> **DATA SUPPLIED**

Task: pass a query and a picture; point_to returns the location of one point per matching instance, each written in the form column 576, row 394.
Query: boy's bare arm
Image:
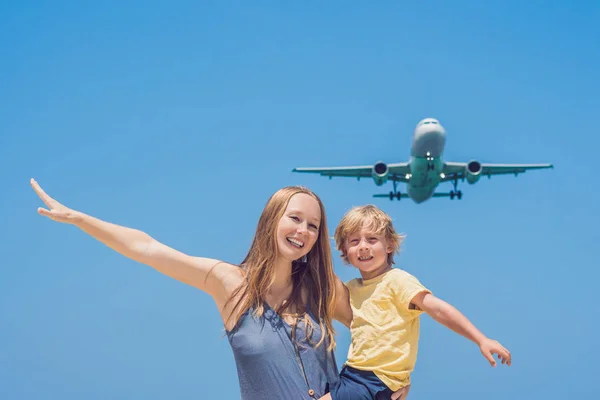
column 453, row 319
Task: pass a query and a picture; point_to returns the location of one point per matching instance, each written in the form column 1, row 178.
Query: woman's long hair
column 315, row 276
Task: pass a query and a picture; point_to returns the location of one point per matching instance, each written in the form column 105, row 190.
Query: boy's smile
column 368, row 252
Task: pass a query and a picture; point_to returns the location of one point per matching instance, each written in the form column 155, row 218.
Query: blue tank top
column 269, row 366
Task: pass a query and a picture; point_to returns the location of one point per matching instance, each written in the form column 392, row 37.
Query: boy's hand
column 401, row 393
column 490, row 347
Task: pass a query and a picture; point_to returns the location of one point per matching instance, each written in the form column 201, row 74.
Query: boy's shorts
column 355, row 384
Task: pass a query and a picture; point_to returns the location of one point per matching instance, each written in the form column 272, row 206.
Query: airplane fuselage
column 426, row 164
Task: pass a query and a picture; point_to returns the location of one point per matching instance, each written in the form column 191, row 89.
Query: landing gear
column 395, row 193
column 455, row 193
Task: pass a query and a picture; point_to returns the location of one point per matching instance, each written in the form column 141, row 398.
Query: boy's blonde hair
column 373, row 219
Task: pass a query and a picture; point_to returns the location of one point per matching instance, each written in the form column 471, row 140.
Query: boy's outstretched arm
column 450, row 317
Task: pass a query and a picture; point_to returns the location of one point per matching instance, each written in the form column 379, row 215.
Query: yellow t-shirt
column 385, row 332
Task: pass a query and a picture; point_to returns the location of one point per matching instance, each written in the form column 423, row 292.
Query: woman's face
column 298, row 228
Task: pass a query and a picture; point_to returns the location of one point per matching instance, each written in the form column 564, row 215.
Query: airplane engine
column 473, row 172
column 379, row 173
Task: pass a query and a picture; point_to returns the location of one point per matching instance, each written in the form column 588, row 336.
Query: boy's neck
column 366, row 275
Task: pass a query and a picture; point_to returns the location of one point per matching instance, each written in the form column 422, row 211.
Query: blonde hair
column 316, row 276
column 373, row 219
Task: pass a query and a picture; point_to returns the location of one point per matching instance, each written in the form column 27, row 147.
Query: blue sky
column 181, row 119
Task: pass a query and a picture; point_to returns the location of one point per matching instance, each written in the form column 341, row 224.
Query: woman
column 277, row 305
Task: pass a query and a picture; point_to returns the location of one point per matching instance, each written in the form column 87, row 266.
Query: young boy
column 386, row 304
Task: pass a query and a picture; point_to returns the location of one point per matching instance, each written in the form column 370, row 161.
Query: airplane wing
column 457, row 170
column 397, row 171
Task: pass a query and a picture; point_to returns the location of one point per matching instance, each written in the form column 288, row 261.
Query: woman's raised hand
column 55, row 211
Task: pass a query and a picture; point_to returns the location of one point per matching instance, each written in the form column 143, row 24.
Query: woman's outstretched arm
column 141, row 247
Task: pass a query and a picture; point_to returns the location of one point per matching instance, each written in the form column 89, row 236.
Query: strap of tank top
column 311, row 392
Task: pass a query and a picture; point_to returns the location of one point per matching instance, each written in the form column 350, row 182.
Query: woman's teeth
column 296, row 242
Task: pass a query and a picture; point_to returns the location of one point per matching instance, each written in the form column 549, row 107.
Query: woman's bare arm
column 141, row 247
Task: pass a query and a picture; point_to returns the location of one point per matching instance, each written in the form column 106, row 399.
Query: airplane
column 425, row 169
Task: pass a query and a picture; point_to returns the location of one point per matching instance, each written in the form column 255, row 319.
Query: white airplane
column 425, row 169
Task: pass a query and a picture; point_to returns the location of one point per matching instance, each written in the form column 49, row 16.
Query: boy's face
column 368, row 252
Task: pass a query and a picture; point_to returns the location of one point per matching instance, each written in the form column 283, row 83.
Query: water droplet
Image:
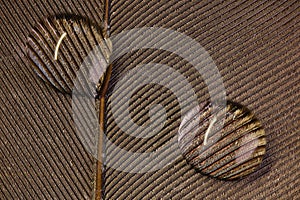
column 230, row 153
column 57, row 47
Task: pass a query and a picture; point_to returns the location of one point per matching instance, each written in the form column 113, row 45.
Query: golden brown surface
column 255, row 45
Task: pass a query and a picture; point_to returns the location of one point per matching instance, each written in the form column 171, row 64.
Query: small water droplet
column 230, row 153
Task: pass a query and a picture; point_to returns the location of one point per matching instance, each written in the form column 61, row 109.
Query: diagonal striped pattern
column 255, row 45
column 41, row 155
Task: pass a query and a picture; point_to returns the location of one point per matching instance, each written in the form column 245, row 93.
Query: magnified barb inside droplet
column 229, row 153
column 57, row 47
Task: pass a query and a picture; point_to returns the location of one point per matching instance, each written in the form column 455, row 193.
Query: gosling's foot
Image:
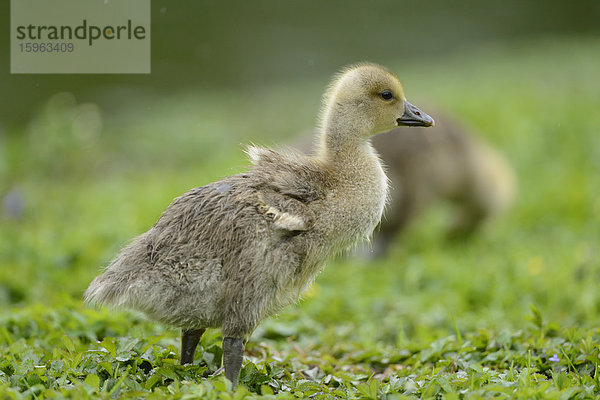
column 189, row 342
column 233, row 354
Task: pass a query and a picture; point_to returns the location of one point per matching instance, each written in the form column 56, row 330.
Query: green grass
column 512, row 313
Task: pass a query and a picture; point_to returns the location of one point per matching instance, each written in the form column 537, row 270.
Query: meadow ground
column 511, row 313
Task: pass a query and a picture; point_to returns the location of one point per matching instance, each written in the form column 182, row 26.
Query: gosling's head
column 367, row 99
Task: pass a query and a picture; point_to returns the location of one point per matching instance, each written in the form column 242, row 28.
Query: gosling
column 229, row 254
column 449, row 164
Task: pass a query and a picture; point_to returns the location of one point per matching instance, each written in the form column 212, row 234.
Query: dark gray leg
column 189, row 342
column 233, row 353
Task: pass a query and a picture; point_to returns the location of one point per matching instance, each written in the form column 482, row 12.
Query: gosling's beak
column 414, row 117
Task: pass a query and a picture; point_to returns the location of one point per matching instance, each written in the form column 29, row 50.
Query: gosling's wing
column 284, row 213
column 292, row 174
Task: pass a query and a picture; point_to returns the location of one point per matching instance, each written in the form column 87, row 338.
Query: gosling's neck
column 341, row 142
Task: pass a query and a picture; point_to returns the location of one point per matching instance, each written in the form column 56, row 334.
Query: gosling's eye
column 386, row 95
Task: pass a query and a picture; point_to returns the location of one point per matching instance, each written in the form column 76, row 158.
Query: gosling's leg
column 189, row 342
column 233, row 353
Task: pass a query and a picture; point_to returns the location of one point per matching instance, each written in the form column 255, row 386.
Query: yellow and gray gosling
column 229, row 254
column 448, row 163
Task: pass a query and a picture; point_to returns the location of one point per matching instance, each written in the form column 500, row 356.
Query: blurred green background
column 89, row 161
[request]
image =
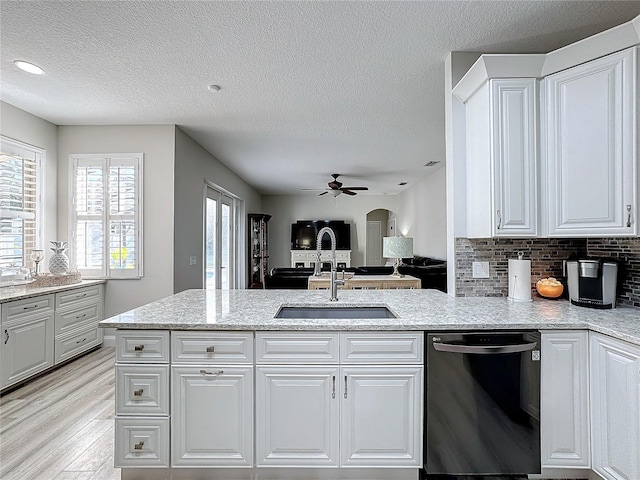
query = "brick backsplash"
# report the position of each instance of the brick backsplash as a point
(546, 256)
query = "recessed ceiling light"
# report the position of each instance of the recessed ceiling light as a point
(28, 67)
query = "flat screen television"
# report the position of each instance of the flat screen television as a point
(305, 232)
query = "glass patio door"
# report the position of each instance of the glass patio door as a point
(220, 242)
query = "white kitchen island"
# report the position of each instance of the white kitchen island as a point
(209, 384)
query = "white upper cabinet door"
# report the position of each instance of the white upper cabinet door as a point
(591, 148)
(615, 412)
(502, 191)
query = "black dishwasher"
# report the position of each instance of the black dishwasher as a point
(482, 403)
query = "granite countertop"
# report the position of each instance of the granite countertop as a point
(18, 292)
(429, 310)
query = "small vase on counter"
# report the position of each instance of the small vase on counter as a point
(59, 262)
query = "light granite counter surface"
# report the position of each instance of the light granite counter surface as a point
(429, 310)
(18, 292)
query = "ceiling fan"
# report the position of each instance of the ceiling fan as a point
(336, 188)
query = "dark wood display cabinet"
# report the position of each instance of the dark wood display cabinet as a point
(258, 249)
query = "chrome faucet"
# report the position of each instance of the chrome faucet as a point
(334, 280)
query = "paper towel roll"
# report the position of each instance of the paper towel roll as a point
(520, 280)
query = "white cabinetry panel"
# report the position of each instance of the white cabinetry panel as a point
(591, 148)
(564, 399)
(615, 413)
(297, 411)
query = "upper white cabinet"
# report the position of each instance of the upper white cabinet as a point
(501, 123)
(615, 409)
(591, 174)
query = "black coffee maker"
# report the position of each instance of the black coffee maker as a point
(592, 282)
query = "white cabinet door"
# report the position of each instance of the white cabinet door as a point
(297, 416)
(381, 424)
(615, 412)
(27, 347)
(502, 198)
(212, 416)
(564, 399)
(591, 158)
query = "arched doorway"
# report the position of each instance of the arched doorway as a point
(380, 223)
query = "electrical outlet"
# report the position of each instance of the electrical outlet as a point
(480, 269)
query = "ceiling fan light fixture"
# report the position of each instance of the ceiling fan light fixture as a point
(28, 67)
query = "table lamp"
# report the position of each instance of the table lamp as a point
(397, 248)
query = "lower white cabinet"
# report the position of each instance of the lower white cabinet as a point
(27, 347)
(212, 416)
(615, 413)
(368, 414)
(564, 400)
(381, 416)
(298, 415)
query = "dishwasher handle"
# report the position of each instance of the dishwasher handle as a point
(484, 350)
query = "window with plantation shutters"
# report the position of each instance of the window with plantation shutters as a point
(106, 217)
(20, 166)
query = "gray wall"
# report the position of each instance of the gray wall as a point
(27, 128)
(194, 166)
(157, 144)
(422, 214)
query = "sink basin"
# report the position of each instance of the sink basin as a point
(342, 312)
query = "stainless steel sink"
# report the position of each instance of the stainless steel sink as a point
(341, 312)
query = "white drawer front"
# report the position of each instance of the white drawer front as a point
(141, 442)
(142, 389)
(20, 308)
(72, 319)
(142, 346)
(83, 294)
(76, 342)
(381, 347)
(307, 347)
(212, 347)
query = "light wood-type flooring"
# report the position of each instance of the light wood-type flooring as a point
(60, 426)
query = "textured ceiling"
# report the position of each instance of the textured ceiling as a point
(308, 88)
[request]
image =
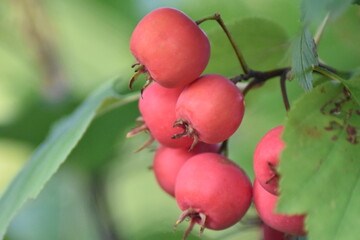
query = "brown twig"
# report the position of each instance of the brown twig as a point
(240, 57)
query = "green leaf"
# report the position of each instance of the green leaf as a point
(353, 85)
(320, 167)
(304, 58)
(263, 43)
(53, 152)
(312, 10)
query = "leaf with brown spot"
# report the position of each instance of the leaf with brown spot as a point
(320, 175)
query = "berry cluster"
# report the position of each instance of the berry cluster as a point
(190, 115)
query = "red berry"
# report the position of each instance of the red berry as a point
(266, 158)
(213, 191)
(265, 204)
(157, 106)
(168, 162)
(210, 109)
(171, 47)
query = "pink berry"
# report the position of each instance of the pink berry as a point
(266, 158)
(265, 204)
(210, 109)
(157, 106)
(213, 191)
(171, 47)
(168, 162)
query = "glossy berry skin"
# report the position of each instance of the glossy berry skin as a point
(266, 159)
(215, 186)
(157, 106)
(213, 106)
(265, 204)
(168, 162)
(173, 49)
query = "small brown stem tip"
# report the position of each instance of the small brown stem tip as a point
(194, 217)
(189, 131)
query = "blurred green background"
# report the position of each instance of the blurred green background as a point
(54, 53)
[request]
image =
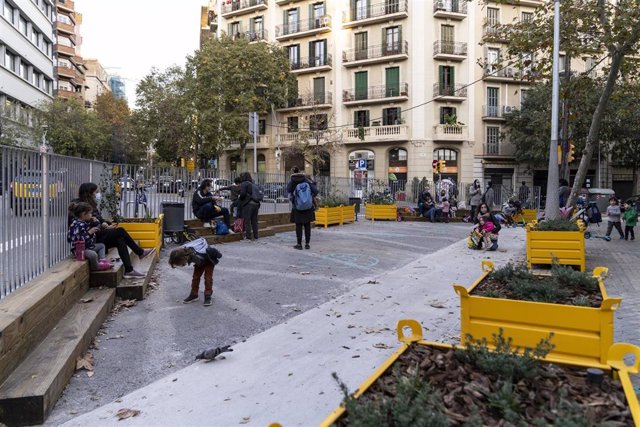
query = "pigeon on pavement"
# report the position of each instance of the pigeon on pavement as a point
(212, 353)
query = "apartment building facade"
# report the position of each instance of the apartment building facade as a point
(96, 82)
(70, 67)
(405, 82)
(26, 58)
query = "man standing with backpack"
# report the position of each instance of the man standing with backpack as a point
(301, 193)
(250, 197)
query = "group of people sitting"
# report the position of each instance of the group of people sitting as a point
(91, 236)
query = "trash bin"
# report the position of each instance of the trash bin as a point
(173, 217)
(357, 201)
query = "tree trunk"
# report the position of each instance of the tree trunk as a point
(593, 139)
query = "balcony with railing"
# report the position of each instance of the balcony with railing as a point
(241, 7)
(397, 51)
(496, 112)
(256, 36)
(309, 102)
(500, 149)
(449, 50)
(303, 28)
(373, 13)
(376, 94)
(369, 134)
(450, 92)
(445, 132)
(452, 9)
(312, 64)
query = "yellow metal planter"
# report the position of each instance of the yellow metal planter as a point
(565, 246)
(615, 362)
(582, 335)
(373, 212)
(335, 215)
(148, 234)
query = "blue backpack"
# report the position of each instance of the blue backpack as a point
(303, 198)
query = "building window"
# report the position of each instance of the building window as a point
(292, 124)
(493, 140)
(361, 119)
(448, 116)
(318, 122)
(7, 12)
(391, 116)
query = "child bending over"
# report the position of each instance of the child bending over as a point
(204, 258)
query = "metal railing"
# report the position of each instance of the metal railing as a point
(325, 98)
(458, 90)
(451, 6)
(312, 62)
(377, 51)
(388, 7)
(236, 5)
(449, 48)
(376, 92)
(303, 25)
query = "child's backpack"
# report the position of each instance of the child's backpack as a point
(257, 195)
(303, 198)
(221, 228)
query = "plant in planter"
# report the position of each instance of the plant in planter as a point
(334, 209)
(559, 238)
(572, 305)
(432, 384)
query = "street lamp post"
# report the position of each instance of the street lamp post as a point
(552, 205)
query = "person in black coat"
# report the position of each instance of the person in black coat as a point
(204, 206)
(302, 218)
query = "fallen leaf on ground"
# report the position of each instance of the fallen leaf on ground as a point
(85, 362)
(381, 345)
(125, 413)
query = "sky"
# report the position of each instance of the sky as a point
(129, 37)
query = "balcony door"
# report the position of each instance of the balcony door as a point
(318, 53)
(362, 85)
(447, 38)
(492, 101)
(446, 80)
(392, 80)
(359, 9)
(318, 90)
(392, 37)
(362, 45)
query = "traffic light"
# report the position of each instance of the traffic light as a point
(572, 152)
(442, 166)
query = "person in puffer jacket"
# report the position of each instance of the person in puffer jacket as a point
(204, 258)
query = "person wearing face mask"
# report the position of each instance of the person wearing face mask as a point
(110, 234)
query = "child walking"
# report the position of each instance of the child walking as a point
(83, 230)
(614, 213)
(204, 258)
(630, 220)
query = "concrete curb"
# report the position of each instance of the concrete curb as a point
(284, 373)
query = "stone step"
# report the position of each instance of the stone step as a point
(29, 394)
(130, 288)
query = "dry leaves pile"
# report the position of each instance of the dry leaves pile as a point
(465, 393)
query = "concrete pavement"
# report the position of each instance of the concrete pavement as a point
(284, 373)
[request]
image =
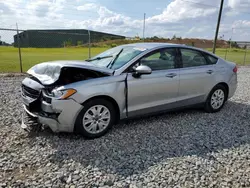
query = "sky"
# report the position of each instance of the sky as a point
(164, 18)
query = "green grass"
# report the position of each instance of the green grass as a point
(9, 59)
(234, 55)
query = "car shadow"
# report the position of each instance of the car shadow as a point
(133, 147)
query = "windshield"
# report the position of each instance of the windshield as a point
(126, 53)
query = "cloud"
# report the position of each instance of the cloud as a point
(87, 7)
(186, 18)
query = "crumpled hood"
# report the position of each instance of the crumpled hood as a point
(48, 72)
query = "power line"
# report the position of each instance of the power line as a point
(205, 5)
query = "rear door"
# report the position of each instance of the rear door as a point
(158, 90)
(197, 77)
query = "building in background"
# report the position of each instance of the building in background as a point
(61, 38)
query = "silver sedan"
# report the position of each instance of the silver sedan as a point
(131, 80)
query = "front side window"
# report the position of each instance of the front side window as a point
(116, 57)
(192, 58)
(161, 59)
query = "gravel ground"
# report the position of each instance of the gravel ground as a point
(183, 149)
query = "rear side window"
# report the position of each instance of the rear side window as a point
(211, 59)
(192, 58)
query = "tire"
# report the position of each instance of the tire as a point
(214, 102)
(92, 124)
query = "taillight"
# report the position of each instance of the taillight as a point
(235, 69)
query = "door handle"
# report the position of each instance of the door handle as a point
(171, 75)
(210, 71)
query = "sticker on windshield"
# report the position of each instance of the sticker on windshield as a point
(140, 49)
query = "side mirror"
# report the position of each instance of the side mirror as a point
(142, 69)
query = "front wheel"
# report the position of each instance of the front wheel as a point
(96, 118)
(216, 99)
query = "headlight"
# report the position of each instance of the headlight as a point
(63, 94)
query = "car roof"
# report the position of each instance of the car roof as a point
(151, 45)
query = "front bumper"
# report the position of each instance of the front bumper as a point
(60, 115)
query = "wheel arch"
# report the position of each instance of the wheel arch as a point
(226, 87)
(111, 100)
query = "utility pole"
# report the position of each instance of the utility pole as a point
(89, 44)
(144, 26)
(218, 25)
(231, 38)
(19, 49)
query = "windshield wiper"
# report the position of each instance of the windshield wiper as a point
(113, 60)
(99, 58)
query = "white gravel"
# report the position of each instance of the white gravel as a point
(183, 149)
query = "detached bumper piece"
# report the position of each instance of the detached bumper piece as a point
(59, 116)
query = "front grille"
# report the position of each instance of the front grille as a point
(32, 93)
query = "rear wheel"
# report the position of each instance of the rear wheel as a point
(96, 118)
(216, 99)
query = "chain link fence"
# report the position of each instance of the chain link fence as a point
(21, 49)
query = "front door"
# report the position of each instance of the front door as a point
(158, 90)
(196, 77)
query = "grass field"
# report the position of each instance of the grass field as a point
(9, 59)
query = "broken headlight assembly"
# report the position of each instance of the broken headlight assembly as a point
(63, 94)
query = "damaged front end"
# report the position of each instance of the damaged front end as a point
(43, 99)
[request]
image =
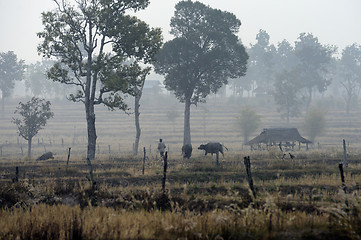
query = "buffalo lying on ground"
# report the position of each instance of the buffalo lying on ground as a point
(212, 147)
(187, 151)
(46, 156)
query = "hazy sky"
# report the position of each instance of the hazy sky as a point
(334, 22)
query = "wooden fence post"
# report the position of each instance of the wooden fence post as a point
(16, 179)
(247, 163)
(165, 158)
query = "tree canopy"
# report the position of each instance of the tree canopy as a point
(204, 54)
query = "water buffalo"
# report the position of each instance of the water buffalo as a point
(46, 156)
(187, 150)
(212, 147)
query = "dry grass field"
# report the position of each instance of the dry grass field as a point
(301, 198)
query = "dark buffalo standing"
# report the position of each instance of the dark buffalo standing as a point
(187, 151)
(46, 156)
(213, 147)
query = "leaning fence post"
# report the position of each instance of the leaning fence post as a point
(344, 154)
(340, 167)
(67, 162)
(143, 160)
(247, 163)
(165, 158)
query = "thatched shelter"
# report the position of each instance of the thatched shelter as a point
(279, 136)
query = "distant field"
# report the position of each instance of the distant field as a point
(213, 121)
(301, 198)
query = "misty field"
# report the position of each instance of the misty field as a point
(301, 198)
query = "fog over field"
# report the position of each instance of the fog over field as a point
(270, 30)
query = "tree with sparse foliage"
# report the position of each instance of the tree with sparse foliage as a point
(35, 114)
(203, 55)
(99, 48)
(11, 70)
(248, 122)
(315, 123)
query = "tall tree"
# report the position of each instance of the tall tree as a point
(261, 62)
(99, 49)
(203, 55)
(35, 114)
(37, 83)
(349, 72)
(313, 58)
(11, 70)
(315, 123)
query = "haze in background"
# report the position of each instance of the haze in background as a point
(332, 21)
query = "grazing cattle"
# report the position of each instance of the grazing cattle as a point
(187, 150)
(46, 156)
(212, 147)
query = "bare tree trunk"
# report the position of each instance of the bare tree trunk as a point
(138, 95)
(187, 125)
(29, 147)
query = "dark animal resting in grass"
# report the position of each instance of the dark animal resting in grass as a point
(212, 147)
(187, 151)
(46, 156)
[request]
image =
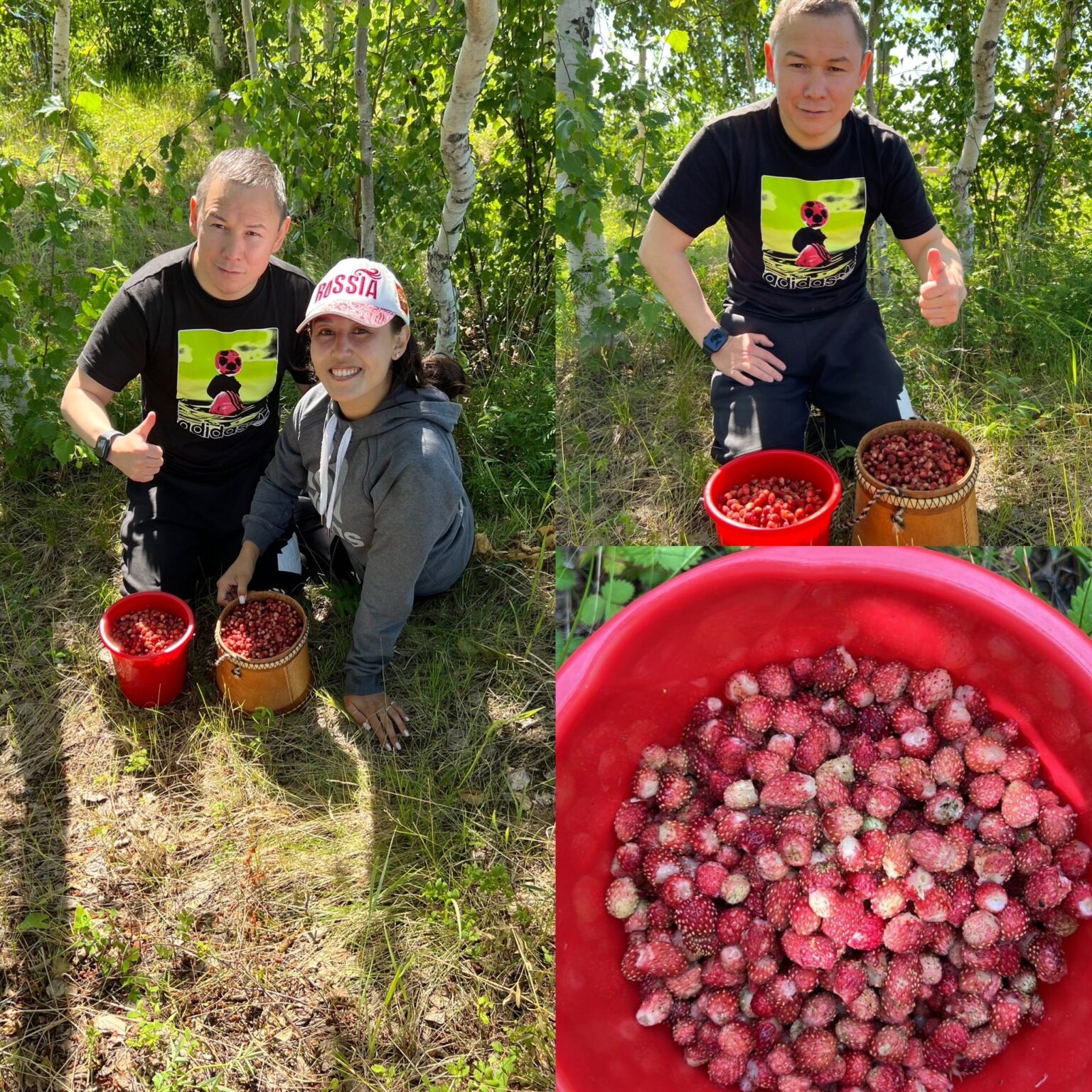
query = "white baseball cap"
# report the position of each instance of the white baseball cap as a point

> **ASSIGNED TASK**
Using the data above, work out how many lines include the word "baseball" and give only that number.

> **FINAL ANSWER**
2